▶ Your assignment
Transcribe all the records with complete accuracy.

== Given records ==

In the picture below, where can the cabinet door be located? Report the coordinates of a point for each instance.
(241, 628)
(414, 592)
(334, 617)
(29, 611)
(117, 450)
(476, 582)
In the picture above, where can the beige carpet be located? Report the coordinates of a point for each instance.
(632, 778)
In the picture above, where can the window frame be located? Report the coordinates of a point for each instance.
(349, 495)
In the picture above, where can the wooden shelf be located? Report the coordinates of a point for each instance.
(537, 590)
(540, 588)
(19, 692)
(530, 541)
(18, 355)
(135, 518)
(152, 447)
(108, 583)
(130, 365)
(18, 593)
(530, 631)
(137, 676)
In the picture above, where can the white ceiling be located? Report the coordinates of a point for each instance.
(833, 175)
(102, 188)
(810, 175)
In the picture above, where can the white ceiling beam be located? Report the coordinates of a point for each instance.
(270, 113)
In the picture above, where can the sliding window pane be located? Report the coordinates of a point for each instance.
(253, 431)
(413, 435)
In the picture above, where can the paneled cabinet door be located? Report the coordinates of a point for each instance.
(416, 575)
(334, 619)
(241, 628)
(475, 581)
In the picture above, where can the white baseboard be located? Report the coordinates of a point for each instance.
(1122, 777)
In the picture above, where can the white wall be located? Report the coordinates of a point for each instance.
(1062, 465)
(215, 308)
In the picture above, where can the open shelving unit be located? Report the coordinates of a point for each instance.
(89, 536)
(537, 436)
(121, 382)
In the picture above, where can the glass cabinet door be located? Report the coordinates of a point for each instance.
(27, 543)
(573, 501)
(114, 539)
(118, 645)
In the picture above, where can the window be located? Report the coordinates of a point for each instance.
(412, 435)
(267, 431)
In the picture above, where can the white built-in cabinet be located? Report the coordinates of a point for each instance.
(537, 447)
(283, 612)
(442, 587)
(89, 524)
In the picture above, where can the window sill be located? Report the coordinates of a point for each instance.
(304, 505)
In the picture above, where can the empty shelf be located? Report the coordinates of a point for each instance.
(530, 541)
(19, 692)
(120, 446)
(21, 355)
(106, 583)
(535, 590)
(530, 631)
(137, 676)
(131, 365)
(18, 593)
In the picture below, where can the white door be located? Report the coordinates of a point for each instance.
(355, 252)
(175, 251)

===

▶ Reply to the task
In the picture below, where can the cabinet door be located? Report the coordinates of a point for each instance.
(241, 628)
(414, 592)
(334, 617)
(29, 611)
(117, 450)
(476, 582)
In the picture above, where can the beige carpet be located? Report the coordinates of a point for each instance.
(632, 778)
In the picture above, where can the window frame be located? Report the coordinates of a point for each instance.
(349, 495)
In the picture above, where can the wooden shelf be located? Report the coordinates of a point for each instance.
(537, 590)
(540, 588)
(19, 692)
(530, 541)
(18, 355)
(135, 518)
(152, 447)
(108, 583)
(130, 365)
(18, 593)
(530, 631)
(137, 676)
In the picture above, where can the white ceiling be located? Report the coordinates of a point for each instance.
(833, 175)
(102, 188)
(810, 175)
In the picture above, where can the white ceiling beam be located? Report the coordinates of a point for each instance.
(270, 113)
In the picture above, where can the sliding window pane be located? Report the coordinates of a point for each instance.
(253, 431)
(413, 435)
In the picture above, where can the paneled cabinet door be located? Report the coordinates of a point for each instance.
(416, 575)
(334, 619)
(241, 628)
(475, 581)
In the picture above, where can the white baseboard be located? Report the coordinates of a point for each instance.
(1122, 777)
In the picture above, where can the white wall be located? Report the coordinates of a point for each instance.
(1062, 465)
(215, 308)
In the picture above, where can the open shelving unit be located? Report the coordinates of a point for each instance.
(89, 536)
(537, 436)
(121, 382)
In the picture above, where can the glass cabinet door be located? Report the coordinates of a point for each instance.
(27, 543)
(573, 501)
(114, 539)
(118, 645)
In the picture above, where can the window be located? Report the coordinates of a point for each instance.
(412, 435)
(267, 431)
In the picture above, where can the white built-in cabinet be located? Report the coordinates of a point for each instance.
(537, 447)
(283, 612)
(442, 587)
(89, 524)
In the picture above, where can the window sill be located? Report the coordinates of a point for each instance.
(304, 505)
In the picture above, where can the empty shelf be located? Report the coordinates of a point for each instance.
(530, 541)
(19, 692)
(120, 446)
(21, 355)
(106, 583)
(535, 590)
(530, 631)
(137, 676)
(131, 365)
(18, 593)
In the picture below, where can the white door be located? Report the coordinates of a point for each instance.
(355, 252)
(175, 251)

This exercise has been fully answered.